Provided records ▸

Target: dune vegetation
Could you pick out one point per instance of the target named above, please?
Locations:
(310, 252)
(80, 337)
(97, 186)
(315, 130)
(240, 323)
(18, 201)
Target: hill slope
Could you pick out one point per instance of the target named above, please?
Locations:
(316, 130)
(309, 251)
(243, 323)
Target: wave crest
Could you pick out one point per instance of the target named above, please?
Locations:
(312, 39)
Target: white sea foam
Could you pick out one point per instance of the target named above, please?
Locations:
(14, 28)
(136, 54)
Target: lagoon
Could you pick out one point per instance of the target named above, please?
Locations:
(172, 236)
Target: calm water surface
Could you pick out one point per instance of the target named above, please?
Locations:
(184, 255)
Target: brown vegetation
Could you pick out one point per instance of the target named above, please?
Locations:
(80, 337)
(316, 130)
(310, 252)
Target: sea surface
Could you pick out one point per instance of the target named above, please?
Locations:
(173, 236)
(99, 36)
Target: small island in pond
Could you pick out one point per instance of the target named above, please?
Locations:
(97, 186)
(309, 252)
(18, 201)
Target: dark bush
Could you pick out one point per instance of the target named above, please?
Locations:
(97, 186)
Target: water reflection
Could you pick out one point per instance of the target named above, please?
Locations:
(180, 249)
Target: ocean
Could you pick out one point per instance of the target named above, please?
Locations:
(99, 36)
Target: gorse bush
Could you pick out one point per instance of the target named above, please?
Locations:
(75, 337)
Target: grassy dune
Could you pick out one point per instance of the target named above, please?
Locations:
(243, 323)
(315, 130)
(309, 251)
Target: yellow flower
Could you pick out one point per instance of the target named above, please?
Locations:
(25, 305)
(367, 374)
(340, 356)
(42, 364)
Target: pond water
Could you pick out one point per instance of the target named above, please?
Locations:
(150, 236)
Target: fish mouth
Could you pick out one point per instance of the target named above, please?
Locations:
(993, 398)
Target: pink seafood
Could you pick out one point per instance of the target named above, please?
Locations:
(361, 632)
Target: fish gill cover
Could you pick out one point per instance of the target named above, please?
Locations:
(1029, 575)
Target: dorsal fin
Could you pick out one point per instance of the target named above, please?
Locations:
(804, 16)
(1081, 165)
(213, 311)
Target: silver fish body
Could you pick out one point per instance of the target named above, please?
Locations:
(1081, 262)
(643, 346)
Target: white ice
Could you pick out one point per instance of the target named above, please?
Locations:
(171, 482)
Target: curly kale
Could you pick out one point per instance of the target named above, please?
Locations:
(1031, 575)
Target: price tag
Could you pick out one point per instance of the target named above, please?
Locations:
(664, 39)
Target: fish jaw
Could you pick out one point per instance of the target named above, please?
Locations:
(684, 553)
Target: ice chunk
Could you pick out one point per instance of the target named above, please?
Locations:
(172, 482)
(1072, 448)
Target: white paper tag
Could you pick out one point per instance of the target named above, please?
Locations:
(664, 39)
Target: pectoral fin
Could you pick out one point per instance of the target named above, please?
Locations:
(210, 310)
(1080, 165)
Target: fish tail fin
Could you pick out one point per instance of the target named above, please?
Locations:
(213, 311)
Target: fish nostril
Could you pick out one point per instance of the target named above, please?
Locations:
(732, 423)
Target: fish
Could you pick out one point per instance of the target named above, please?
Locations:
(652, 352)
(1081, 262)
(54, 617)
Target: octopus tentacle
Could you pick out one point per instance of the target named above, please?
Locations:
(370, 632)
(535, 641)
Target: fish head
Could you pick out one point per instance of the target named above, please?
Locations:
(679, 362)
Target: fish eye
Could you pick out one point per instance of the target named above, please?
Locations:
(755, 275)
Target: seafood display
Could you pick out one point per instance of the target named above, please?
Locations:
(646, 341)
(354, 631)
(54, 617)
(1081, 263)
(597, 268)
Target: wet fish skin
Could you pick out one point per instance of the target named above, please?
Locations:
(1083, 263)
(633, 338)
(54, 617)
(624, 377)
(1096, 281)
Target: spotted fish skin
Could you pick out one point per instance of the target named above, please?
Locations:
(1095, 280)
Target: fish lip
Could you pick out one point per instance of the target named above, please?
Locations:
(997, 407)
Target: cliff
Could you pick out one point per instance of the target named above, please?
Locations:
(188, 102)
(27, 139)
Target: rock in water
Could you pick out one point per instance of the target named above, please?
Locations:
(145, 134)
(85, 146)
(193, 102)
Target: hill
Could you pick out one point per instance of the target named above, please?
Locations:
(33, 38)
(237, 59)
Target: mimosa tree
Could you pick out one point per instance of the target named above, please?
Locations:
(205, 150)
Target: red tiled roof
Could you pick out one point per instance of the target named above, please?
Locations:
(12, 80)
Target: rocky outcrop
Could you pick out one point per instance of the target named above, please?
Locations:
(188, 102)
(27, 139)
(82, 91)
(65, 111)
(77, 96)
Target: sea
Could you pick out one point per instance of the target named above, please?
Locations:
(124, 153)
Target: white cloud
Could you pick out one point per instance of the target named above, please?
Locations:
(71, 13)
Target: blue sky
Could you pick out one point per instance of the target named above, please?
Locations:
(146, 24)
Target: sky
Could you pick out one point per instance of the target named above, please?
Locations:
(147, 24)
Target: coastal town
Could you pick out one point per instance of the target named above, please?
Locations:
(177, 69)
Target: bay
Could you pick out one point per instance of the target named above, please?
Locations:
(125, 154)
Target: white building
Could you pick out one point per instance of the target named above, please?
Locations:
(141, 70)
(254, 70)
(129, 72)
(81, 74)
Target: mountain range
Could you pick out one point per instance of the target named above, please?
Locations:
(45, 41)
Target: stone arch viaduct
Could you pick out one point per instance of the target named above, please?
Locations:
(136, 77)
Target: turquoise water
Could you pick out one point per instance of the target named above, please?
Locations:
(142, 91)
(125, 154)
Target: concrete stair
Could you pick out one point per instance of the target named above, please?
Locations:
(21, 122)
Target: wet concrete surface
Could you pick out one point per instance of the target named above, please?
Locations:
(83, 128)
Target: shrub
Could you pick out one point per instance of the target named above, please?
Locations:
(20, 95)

About this exercise ▸ Every line of the data must appear again in the answer, exactly as written.

Response to the task ▸
Target: dune vegetation
Could you pick out one point per instance of the target named above, please?
Locations:
(310, 252)
(80, 337)
(97, 186)
(315, 130)
(240, 323)
(18, 201)
Target: hill slope
Could you pick out one point per instance of the target named above, please?
Locations:
(316, 130)
(309, 251)
(243, 323)
Target: wave crest
Could you pick out one point per instance of the target named above, please?
Locations:
(312, 39)
Target: white sea foam
Could you pick out one point per instance of the target named above, please?
Locations:
(14, 28)
(136, 54)
Target: lagoon
Could you pick out one point per instance of the target named above, please?
Locations:
(172, 236)
Target: calm water surface
Could you pick out one point per instance of the target named above, please?
Locations:
(184, 255)
Target: brown vegetation
Could you pick out one point per instance of the target named above, please?
Locations:
(80, 337)
(316, 130)
(310, 252)
Target: sea surface
Could you pick out one point per instance of the target named above, please?
Locations:
(173, 236)
(99, 36)
Target: small island in pond
Could you pick out one point per instance of the target named above, please?
Locations:
(97, 186)
(309, 252)
(18, 201)
Target: dark bush
Could you pick out one point per instance of the target named above, please?
Locations:
(97, 186)
Target: water reflection
Could you pick out one point per instance of the target named above, please?
Locations:
(180, 249)
Target: ocean
Could you pick out one point per instance of the target named above, please?
Locations:
(99, 36)
Target: gorse bush
Could you pick out one point per instance of the target named above, please?
Locations:
(75, 337)
Target: grassy dune
Could you pick out one point per instance of the target named above, please?
Locations:
(243, 323)
(315, 130)
(309, 251)
Target: yellow flower
Could you pick out one point per instance of the target named above, please?
Locations:
(25, 305)
(367, 374)
(340, 356)
(42, 364)
Target: pond water
Could you pick out one point per instance of the target named above, please?
Locations:
(150, 236)
Target: fish mouth
Could you pick out one point per instance of the target named above, please?
Locations:
(993, 398)
Target: pink seafood
Could you pick out one point per instance of the target named above, please?
Locations:
(361, 632)
Target: fish gill cover
Could you pick out one point per instance of the target named above, please?
Locations:
(1029, 575)
Target: dorsal fin
Could you pick out one point per instance of the target named above, please?
Locations:
(804, 16)
(1081, 165)
(213, 311)
Target: silver fish body
Could you pick out one point per instance of the target named above, please?
Locations:
(1081, 262)
(643, 346)
Target: white ice
Could you pick out one point per instance of the target named above, please?
Locations:
(171, 482)
Target: curly kale
Could you pick out one point per instance of the target named above, please?
Locations:
(1031, 575)
Target: price tag
Could you pick out one point per instance of the target named above, please?
Locations:
(664, 39)
Target: fish jaw
Could you pick out one point per instance of the target named above, please?
Locations:
(684, 553)
Target: ice chunk
Could you pick out one point per instance of the target named above, please?
Locations:
(172, 482)
(1072, 448)
Target: white paper tag
Could you pick out one point per instance of the target named above, please?
Locations:
(664, 39)
Target: pectoral fin
Could you pick out one point per instance of the target named above, please?
Locations:
(210, 310)
(1080, 165)
Target: fish tail fin
Could you pick out one point per instance of the target named above, please?
Locations:
(213, 311)
Target: fish nostril
Could you pick out one point per instance of the target named above, please?
Locations:
(732, 423)
Target: fish
Could you pick out one point per instance of the target named above, please?
Locations:
(652, 352)
(1081, 262)
(54, 617)
Target: octopus tentacle
Could you pick out one point per instance of the target named above, please?
Locations:
(370, 632)
(535, 641)
Target: fish head
Could you pick out one point per instance of the target named above, please?
Locations:
(679, 362)
Target: fish eye
Could you pick out one point per instance of the target named above, please?
Locations:
(755, 275)
Target: seafood display
Could you pick out one point per instance of the target named above, please?
Locations:
(646, 341)
(354, 631)
(54, 617)
(1081, 263)
(597, 268)
Target: wet fish skin
Could you pick out one point per instance of the target named above, please?
Locations:
(1083, 263)
(633, 338)
(54, 617)
(624, 377)
(1096, 281)
Target: spotted fish skin
Could you pick out one point per instance of the target named above, please?
Locations:
(1095, 280)
Target: fish lip
Could you pick out one point per instance of the target named above, please?
Locations:
(997, 407)
Target: cliff
Could you pick out one point per instance of the target named above, please?
Locations:
(188, 102)
(27, 139)
Target: rock in water
Could you pick out one point per instance of the target named above, please?
Locations:
(145, 134)
(85, 146)
(193, 102)
Target: hill
Could you pick out one point per instance of the target named above, please?
Locations:
(33, 38)
(237, 59)
Target: mimosa tree
Could you pick out one point per instance of the target named above, please?
Locations:
(205, 150)
Target: red tiled roof
Could you pick out one point per instance of the target named above, please?
Locations:
(12, 80)
Target: rocky outcrop
Could you pick out one point per instance of the target named above, please?
Locations:
(188, 102)
(27, 139)
(82, 91)
(65, 111)
(77, 96)
Target: sea
Could you pick out one point per instance of the target named above, please?
Locations:
(124, 153)
Target: white cloud
Could you pick out one point per instance of the target named above, please?
Locations:
(71, 13)
Target: blue sky
Could you pick out one point per instance of the target named above, please?
Locations:
(146, 24)
Target: sky
Could you pick out one point per instance of the target named above, please?
Locations:
(147, 24)
Target: coastal town
Could you pick out one point per instance of the target named above, please?
Locations:
(177, 69)
Target: bay
Could you pick out one point per instance of the target named above, please?
Locations:
(125, 154)
Target: white building
Could you pick out one point per instance of the target named above, please?
Locations:
(141, 70)
(254, 70)
(129, 72)
(81, 74)
Target: mountain range
Could you pick out one point per instance of the target named above, please?
Locations:
(45, 41)
Target: stone arch viaduct
Could you pick out one point per instance of the target named above, please?
Locations:
(136, 77)
Target: turquoise water
Could you pick out one point per instance of the target named above, please?
Locations:
(142, 91)
(125, 154)
Target: concrete stair
Could you pick out one point per instance of the target named above, please?
Locations:
(21, 122)
Target: wet concrete surface
Could you pick out one point per instance of the target named above, please?
Locations:
(83, 128)
Target: shrub
Could you pick out one point per instance of the target named above, please?
Locations:
(20, 95)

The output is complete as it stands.